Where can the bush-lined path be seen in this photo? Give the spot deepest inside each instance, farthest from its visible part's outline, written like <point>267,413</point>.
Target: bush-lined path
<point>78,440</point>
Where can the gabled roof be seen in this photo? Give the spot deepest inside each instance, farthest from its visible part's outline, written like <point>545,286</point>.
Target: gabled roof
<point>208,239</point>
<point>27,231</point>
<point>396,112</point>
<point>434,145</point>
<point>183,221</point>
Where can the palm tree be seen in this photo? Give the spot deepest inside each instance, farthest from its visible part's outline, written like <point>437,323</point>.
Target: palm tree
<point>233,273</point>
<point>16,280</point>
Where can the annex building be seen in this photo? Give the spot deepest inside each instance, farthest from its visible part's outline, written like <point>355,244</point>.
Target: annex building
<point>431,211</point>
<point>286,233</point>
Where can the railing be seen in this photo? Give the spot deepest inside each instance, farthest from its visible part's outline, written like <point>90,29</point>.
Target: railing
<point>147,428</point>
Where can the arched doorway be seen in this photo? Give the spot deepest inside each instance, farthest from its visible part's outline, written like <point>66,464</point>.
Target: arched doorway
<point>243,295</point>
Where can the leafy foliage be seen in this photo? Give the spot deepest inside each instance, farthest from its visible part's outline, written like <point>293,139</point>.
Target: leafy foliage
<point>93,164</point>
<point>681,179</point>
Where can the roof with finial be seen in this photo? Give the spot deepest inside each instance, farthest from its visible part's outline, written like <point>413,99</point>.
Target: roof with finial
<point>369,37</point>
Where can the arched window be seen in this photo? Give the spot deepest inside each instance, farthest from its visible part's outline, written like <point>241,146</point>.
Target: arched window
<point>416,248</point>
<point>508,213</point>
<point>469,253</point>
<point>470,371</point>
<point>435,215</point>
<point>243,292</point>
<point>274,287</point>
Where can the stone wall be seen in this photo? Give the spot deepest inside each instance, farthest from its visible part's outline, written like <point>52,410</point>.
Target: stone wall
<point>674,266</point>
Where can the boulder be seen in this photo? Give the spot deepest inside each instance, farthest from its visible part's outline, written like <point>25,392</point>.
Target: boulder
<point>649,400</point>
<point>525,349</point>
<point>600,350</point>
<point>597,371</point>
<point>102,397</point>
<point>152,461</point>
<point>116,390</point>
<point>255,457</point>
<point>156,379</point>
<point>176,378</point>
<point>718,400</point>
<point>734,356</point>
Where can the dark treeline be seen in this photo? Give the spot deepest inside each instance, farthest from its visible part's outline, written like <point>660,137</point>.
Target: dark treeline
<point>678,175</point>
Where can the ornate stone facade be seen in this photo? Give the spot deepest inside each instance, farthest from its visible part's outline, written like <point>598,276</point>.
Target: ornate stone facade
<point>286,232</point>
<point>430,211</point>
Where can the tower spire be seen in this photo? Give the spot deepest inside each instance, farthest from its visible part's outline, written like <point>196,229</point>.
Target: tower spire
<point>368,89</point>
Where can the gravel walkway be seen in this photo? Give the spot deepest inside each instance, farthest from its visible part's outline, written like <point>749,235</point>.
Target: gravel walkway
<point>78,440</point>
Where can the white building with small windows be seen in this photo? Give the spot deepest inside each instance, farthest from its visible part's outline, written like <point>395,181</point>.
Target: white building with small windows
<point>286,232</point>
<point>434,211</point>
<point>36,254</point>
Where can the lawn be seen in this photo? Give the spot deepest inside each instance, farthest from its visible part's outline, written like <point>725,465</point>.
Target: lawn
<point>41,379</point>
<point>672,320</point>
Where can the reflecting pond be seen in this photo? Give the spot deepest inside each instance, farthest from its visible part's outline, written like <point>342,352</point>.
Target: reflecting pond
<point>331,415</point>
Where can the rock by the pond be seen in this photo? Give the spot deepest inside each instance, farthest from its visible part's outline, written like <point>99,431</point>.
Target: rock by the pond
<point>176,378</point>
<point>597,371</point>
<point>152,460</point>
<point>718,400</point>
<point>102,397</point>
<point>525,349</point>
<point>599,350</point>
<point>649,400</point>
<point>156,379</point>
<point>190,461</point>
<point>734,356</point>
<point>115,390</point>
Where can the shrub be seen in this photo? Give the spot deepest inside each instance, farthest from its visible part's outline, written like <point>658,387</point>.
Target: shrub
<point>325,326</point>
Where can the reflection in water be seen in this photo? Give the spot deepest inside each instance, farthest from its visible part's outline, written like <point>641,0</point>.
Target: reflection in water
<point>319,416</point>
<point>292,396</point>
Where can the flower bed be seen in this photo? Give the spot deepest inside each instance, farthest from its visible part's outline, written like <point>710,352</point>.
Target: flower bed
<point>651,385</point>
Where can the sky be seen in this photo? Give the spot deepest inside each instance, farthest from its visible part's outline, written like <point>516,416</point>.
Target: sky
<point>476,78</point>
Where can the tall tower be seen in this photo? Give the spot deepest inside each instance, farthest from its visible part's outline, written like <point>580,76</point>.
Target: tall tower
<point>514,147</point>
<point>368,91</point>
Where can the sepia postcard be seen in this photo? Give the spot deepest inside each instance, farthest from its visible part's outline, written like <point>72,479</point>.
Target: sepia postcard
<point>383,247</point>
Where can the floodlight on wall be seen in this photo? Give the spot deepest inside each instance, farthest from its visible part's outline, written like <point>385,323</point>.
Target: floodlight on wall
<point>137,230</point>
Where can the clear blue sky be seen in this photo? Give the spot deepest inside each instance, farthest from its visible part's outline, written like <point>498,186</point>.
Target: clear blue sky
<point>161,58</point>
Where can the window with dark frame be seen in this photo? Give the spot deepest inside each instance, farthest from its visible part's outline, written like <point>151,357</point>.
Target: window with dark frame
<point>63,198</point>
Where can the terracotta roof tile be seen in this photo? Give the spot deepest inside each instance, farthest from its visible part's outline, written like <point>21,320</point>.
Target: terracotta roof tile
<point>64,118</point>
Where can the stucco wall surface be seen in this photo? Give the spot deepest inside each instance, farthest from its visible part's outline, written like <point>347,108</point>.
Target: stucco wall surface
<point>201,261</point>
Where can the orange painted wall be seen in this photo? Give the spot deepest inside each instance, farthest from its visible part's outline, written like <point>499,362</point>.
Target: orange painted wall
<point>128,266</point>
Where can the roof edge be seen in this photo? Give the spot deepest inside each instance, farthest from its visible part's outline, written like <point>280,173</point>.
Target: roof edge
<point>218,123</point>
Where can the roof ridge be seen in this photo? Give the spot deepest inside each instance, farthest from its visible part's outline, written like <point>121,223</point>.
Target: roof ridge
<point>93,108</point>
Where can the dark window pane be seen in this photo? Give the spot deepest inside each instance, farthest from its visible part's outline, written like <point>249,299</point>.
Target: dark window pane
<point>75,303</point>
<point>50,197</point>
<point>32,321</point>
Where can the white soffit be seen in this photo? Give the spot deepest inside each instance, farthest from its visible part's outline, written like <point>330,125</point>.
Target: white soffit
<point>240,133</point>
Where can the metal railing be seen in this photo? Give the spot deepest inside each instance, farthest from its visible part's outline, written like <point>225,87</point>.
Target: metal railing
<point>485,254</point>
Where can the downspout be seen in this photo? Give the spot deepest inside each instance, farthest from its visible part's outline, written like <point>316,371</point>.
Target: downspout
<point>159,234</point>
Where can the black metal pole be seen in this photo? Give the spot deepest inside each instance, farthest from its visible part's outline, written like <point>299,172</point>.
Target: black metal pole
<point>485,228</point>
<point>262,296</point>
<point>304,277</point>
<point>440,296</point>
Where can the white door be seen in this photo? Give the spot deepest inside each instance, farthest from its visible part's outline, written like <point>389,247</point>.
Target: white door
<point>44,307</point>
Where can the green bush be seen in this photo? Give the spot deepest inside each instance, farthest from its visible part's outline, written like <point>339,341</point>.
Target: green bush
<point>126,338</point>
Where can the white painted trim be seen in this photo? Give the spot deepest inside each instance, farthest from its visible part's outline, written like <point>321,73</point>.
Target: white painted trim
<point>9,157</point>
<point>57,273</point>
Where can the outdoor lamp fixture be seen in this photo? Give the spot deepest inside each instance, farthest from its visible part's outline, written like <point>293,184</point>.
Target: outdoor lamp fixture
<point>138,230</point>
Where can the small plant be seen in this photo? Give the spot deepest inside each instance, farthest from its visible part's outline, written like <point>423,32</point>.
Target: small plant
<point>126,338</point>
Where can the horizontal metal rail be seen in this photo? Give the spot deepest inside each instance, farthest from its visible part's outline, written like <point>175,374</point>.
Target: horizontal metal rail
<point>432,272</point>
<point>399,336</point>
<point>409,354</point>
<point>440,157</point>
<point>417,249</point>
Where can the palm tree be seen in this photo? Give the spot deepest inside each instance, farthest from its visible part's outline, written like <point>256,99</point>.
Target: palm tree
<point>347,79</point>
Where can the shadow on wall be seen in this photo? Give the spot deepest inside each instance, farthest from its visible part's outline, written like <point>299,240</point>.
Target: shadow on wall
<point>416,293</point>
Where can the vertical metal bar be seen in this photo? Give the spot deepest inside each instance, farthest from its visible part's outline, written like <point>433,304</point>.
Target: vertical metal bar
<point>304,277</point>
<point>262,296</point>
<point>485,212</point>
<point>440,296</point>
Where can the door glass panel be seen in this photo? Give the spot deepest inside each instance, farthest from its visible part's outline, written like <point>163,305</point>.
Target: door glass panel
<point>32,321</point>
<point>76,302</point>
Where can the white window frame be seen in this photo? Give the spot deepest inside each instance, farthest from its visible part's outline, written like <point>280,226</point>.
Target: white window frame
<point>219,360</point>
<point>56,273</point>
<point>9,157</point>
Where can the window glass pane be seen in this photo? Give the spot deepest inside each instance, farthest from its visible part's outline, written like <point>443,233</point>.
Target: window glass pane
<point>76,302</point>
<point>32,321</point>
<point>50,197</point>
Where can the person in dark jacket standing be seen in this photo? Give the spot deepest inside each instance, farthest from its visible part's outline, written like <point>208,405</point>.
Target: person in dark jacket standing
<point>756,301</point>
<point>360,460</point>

--

** Task item **
Copy exactly the lines of the listing above, beginning at the line with "Where can the person" and ending at its final line; write out nothing else.

** Written solution **
Where can the person in dark jacket standing be seen in this photo? Give the spot deepest inside each instance, farthest from its visible part's outline, written like <point>208,405</point>.
Target: person in dark jacket standing
<point>756,301</point>
<point>360,460</point>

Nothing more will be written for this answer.